Advisories April 14, 2023

Federal Tax / Family Office Advisory: IRS Prioritizes Enforcement Against High-Wealth Taxpayers in the Inflation Reduction Act Strategic Operating Plan

Executive Summary
Minute Read

The Inflation Reduction Act Strategic Operating Plan, released last week by the Internal Revenue Service, envisions a future of increased audits and penalties for family offices, high-wealth individuals, large partnerships, and large corporations. Our Federal Tax and Family Office Teams break down what high-income taxpayers can expect in light of the IRS’s new enforcement resources.

  • $45.6 billion of the IRS’s funding under the Inflation Reduction Act has been earmarked for tax enforcement activities
  • The IRA Strategic Plan explicitly prioritizes taxpayers with complex issues and tax returns
  • High-income taxpayers should plan for more aggressive use of enforcement tools by the IRS
 

Is a new tide of audits rolling in? Since 2021, the Biden Administration has been promising significant increases in funding of the Internal Revenue Service (IRS)—a promise furthered by Congress’s passage of the Inflation Reduction Act (IRA) in August 2022. Late last week, the IRS released its Inflation Reduction Act Strategic Operating Plan, outlining how the IRS plans to deploy the approximately $80 billion provided to it under the IRA. The Strategic Plan reiterates and expands the IRS’s stated enforcement priorities—namely, increased audit activity for family offices, high-wealth individual taxpayers, large partnerships, and large corporations.

▸ RECORDS SUPPLIED
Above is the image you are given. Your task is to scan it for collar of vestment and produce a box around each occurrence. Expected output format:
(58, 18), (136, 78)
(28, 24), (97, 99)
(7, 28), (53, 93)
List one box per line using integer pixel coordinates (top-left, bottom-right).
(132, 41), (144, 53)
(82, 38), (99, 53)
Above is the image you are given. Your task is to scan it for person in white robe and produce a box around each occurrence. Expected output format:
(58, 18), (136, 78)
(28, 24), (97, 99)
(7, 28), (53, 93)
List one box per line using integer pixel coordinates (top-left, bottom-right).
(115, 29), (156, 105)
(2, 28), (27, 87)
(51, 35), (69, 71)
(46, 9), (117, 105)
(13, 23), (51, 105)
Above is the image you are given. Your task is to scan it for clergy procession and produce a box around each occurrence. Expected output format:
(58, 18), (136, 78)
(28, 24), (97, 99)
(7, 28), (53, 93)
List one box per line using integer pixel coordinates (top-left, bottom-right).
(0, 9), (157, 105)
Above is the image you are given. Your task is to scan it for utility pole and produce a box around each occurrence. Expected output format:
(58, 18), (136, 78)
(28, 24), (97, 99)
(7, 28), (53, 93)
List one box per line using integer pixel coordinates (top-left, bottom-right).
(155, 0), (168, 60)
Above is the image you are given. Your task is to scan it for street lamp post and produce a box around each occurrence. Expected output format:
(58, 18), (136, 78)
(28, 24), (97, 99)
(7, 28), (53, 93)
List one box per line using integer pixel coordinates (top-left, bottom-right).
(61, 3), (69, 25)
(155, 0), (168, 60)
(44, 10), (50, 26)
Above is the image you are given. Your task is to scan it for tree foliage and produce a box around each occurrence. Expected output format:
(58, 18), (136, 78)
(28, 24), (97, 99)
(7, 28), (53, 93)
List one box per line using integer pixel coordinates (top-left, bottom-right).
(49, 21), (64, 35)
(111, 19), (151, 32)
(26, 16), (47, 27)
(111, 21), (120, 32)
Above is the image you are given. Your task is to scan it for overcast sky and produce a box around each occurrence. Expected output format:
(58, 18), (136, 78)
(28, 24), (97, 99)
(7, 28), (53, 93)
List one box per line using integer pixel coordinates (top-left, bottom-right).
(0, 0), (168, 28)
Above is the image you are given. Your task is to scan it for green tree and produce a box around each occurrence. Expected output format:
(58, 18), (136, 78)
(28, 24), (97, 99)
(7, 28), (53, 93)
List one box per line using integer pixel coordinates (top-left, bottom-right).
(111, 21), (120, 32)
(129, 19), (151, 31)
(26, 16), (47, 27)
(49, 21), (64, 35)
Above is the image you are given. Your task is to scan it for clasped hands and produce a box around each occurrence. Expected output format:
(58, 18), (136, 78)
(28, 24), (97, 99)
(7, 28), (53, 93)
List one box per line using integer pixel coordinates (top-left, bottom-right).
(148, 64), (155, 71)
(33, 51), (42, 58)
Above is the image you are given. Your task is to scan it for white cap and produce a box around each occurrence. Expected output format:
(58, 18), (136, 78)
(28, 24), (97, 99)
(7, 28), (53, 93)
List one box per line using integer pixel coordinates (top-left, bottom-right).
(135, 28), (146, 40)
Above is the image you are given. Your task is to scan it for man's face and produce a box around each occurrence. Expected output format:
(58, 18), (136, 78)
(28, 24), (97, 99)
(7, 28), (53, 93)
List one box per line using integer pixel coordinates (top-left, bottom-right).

▸ COMPLETE THE FOLLOWING
A) Please translate this sentence from the IRS advisory into Spanish: "Late last week, the IRS released its Inflation Reduction Act Strategic Operating Plan, outlining how the IRS plans to deploy the approximately $80 billion provided to it under the IRA."
B) Present the lines of the entries from the line with "it for tree" up to and including the line with "(33, 51), (42, 58)" as a Markdown table, leaving out blank lines. Use the columns Row, for the row number, and Line, for the line itself.

▸ ANSWER LIST
A) A finales de la semana pasada, el IRS publicó su Plan Operativo Estratégico de la Ley de Reducción de la Inflación, en el que expone cómo planea emplear los aproximadamente 80 000 millones de dólares que se le asignaron en virtud de la IRA.

B)
| Row | Line |
|---|---|
| 1 | Above is the image you are given. Your task is to scan it for tree foliage and produce a box around each occurrence. Expected output format: |
| 2 | (58, 18), (136, 78) |
| 3 | (28, 24), (97, 99) |
| 4 | (7, 28), (53, 93) |
| 5 | List one box per line using integer pixel coordinates (top-left, bottom-right). |
| 6 | (49, 21), (64, 35) |
| 7 | (111, 19), (151, 32) |
| 8 | (26, 16), (47, 27) |
| 9 | (111, 21), (120, 32) |
| 10 | Above is the image you are given. Your task is to scan it for overcast sky and produce a box around each occurrence. Expected output format: |
| 11 | (58, 18), (136, 78) |
| 12 | (28, 24), (97, 99) |
| 13 | (7, 28), (53, 93) |
| 14 | List one box per line using integer pixel coordinates (top-left, bottom-right). |
| 15 | (0, 0), (168, 28) |
| 16 | Above is the image you are given. Your task is to scan it for green tree and produce a box around each occurrence. Expected output format: |
| 17 | (58, 18), (136, 78) |
| 18 | (28, 24), (97, 99) |
| 19 | (7, 28), (53, 93) |
| 20 | List one box per line using integer pixel coordinates (top-left, bottom-right). |
| 21 | (111, 21), (120, 32) |
| 22 | (129, 19), (151, 31) |
| 23 | (26, 16), (47, 27) |
| 24 | (49, 21), (64, 35) |
| 25 | Above is the image you are given. Your task is to scan it for clasped hands and produce a box around each occurrence. Expected output format: |
| 26 | (58, 18), (136, 78) |
| 27 | (28, 24), (97, 99) |
| 28 | (7, 28), (53, 93) |
| 29 | List one box per line using integer pixel coordinates (top-left, bottom-right). |
| 30 | (148, 64), (155, 71) |
| 31 | (33, 51), (42, 58) |